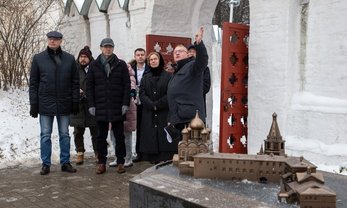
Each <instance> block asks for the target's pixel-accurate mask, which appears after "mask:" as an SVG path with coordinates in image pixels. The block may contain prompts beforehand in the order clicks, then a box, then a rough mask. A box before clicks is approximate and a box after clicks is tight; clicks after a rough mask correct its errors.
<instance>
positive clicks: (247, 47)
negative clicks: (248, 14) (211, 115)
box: [219, 22, 249, 153]
mask: <svg viewBox="0 0 347 208" xmlns="http://www.w3.org/2000/svg"><path fill="white" fill-rule="evenodd" d="M248 36H249V26H246V25H240V24H235V23H229V22H225V23H224V24H223V40H222V72H221V104H220V138H219V151H220V152H224V153H247V143H248V142H247V116H248V105H247V103H248V100H247V99H248V98H247V82H248Z"/></svg>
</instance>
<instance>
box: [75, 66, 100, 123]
mask: <svg viewBox="0 0 347 208" xmlns="http://www.w3.org/2000/svg"><path fill="white" fill-rule="evenodd" d="M77 66H78V70H79V74H80V89H82V90H83V92H84V94H82V95H80V103H79V113H78V114H77V115H71V116H70V126H73V127H91V126H96V122H95V118H94V116H92V115H90V113H89V111H88V108H89V106H88V100H87V92H86V90H87V89H86V88H87V76H86V75H87V73H86V71H85V69H83V68H82V67H81V65H80V64H78V63H77ZM87 67H88V68H89V66H87Z"/></svg>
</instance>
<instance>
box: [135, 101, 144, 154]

________________

_Exercise brief_:
When you find a line in the records that contains the word "clicks", copy it.

_Response for this exercise_:
Each <instance> block asks for the target's pixel-accurate mask, which appears after "mask:" as an SVG path with coordinates in image pixels. The block may contain prompts beforehand in the order clicks, then a box, then a rough mask. A box before clicks is approximate and a box after clicks is tight; clicks after a rough mask correct its errors.
positive clicks: (247, 47)
negative clicks: (248, 14) (211, 115)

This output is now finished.